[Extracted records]
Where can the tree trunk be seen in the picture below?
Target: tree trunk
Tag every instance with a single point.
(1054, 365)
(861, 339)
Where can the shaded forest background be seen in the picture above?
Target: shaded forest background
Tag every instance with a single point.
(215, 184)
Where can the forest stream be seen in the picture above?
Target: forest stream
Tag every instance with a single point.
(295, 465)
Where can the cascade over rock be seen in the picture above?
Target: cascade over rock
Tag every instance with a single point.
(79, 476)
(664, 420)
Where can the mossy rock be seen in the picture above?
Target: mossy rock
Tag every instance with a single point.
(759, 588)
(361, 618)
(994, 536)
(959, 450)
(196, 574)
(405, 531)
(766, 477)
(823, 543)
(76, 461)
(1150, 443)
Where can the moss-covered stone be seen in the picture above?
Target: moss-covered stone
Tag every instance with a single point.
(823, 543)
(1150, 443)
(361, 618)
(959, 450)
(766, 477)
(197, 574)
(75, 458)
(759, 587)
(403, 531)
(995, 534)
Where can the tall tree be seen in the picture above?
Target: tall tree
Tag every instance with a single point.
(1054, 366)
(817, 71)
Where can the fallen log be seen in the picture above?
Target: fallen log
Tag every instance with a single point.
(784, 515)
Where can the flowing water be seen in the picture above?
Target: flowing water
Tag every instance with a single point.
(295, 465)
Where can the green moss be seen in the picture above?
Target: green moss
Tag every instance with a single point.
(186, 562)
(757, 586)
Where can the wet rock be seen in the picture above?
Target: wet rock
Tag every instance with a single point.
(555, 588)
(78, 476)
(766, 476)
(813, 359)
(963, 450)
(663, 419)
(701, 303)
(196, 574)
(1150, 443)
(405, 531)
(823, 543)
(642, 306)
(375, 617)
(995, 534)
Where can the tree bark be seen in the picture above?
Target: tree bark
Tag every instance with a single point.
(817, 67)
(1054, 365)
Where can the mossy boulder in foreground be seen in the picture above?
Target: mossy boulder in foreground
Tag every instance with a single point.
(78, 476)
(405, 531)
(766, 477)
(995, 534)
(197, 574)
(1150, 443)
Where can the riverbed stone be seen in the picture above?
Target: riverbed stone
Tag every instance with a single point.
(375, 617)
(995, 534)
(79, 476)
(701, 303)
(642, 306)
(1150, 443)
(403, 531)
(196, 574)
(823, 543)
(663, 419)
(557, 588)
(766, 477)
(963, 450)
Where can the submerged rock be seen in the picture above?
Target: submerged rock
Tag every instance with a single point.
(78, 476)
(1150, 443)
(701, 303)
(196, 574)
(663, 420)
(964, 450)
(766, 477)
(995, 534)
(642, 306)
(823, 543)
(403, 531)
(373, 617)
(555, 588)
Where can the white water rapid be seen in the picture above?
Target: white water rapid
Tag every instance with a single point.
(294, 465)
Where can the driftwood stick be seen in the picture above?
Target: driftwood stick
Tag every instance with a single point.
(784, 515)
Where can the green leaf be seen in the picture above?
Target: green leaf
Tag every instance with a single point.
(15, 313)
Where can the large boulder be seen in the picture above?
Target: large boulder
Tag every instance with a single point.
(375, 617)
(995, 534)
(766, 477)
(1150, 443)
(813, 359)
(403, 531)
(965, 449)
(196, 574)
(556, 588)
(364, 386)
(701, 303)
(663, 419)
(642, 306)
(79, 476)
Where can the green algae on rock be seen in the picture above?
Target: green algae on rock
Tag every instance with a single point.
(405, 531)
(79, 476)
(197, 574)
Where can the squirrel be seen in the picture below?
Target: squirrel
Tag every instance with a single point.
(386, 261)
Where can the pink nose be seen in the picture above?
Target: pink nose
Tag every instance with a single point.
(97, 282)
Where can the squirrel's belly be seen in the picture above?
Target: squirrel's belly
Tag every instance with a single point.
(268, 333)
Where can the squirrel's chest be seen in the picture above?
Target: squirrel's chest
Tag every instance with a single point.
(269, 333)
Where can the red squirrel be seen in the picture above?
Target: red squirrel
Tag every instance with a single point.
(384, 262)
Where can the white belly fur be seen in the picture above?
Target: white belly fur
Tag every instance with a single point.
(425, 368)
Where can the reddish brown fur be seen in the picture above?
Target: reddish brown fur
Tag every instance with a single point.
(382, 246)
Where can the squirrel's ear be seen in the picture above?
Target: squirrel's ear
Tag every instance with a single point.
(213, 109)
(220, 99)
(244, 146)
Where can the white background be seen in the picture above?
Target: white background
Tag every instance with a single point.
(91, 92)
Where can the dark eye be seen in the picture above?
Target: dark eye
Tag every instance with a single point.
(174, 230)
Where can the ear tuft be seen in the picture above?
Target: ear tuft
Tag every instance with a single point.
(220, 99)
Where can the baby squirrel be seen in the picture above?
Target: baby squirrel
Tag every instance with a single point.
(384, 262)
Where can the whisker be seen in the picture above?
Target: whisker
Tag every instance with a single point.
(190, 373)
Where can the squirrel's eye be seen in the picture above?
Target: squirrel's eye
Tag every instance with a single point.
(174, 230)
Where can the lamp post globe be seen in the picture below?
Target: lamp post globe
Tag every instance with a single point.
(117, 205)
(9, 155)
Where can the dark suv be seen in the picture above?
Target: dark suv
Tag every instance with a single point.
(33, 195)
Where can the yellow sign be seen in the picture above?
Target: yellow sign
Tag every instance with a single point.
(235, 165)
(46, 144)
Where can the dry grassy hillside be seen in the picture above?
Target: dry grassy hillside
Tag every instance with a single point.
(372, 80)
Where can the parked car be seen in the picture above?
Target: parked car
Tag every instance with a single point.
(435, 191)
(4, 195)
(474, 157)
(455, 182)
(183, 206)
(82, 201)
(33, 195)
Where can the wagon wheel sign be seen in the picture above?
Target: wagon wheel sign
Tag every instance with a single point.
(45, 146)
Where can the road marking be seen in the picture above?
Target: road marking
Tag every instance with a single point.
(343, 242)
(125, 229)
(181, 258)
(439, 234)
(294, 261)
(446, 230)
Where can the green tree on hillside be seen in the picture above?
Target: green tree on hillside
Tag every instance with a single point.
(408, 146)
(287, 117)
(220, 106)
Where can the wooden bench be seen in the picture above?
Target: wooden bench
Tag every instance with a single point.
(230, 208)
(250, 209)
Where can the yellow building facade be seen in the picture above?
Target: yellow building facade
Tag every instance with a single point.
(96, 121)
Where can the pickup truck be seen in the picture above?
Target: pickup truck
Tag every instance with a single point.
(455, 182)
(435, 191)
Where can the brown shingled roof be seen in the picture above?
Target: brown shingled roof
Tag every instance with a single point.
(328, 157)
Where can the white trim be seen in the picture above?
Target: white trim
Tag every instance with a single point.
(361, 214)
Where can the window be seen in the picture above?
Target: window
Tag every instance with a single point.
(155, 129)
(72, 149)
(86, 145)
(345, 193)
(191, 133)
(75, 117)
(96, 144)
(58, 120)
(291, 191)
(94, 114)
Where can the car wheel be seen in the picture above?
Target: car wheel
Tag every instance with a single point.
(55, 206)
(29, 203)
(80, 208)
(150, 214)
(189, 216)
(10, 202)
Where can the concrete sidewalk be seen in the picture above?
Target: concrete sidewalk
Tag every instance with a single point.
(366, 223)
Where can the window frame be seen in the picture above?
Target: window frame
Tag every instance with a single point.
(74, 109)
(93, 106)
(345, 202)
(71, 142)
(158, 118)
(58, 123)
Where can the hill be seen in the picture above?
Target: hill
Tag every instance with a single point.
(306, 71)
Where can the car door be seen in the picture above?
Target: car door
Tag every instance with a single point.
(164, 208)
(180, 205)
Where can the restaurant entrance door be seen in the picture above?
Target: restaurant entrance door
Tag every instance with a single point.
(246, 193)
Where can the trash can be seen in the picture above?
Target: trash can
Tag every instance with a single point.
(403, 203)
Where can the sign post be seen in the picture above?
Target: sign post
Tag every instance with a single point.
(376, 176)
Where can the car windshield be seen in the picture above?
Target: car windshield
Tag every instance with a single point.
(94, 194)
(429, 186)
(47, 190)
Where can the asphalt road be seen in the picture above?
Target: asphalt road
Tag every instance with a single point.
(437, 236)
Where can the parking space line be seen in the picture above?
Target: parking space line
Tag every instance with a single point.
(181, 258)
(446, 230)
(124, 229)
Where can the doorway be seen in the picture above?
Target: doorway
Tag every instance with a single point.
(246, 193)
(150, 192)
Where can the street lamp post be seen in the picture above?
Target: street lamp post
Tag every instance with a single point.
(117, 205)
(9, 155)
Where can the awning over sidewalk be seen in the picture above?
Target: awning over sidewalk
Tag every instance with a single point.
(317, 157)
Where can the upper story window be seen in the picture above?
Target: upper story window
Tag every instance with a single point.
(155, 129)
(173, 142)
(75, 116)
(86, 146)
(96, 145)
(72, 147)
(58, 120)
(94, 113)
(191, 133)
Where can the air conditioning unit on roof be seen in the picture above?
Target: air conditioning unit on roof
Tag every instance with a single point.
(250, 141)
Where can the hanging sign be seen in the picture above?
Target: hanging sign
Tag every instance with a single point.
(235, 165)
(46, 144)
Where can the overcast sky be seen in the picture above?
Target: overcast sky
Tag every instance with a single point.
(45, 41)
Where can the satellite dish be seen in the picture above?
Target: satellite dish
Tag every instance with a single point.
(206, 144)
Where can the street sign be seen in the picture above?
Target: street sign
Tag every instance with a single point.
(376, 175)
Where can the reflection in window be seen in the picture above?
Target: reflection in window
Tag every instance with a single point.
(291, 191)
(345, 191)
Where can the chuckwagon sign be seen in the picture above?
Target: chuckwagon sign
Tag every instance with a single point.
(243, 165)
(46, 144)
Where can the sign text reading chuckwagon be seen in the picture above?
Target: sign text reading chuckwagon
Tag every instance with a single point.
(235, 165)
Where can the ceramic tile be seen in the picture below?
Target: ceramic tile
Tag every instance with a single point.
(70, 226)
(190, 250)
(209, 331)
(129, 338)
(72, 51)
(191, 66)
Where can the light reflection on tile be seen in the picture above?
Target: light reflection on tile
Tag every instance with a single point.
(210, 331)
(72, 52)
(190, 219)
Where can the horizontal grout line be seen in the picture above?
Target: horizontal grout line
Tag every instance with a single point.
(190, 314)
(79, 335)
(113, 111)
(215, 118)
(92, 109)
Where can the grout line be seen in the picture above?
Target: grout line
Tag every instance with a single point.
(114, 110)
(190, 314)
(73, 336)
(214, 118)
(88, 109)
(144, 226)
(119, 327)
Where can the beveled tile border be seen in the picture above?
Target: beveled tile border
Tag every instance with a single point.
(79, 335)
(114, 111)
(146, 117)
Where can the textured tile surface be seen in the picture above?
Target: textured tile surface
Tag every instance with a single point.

● **Task objective**:
Lay out the lines of the material as a Markdown table with the columns Row and Line. Start with the line containing "Where can the textured", continue through the end of the material, number each row, and leave out blank lines.

● **Finished task**:
| Row | Line |
|---|---|
| 1 | Where can the textured tile surface be seen in the picture above? |
| 2 | Target: textured tile surface |
| 3 | Tag every instance with a single point. |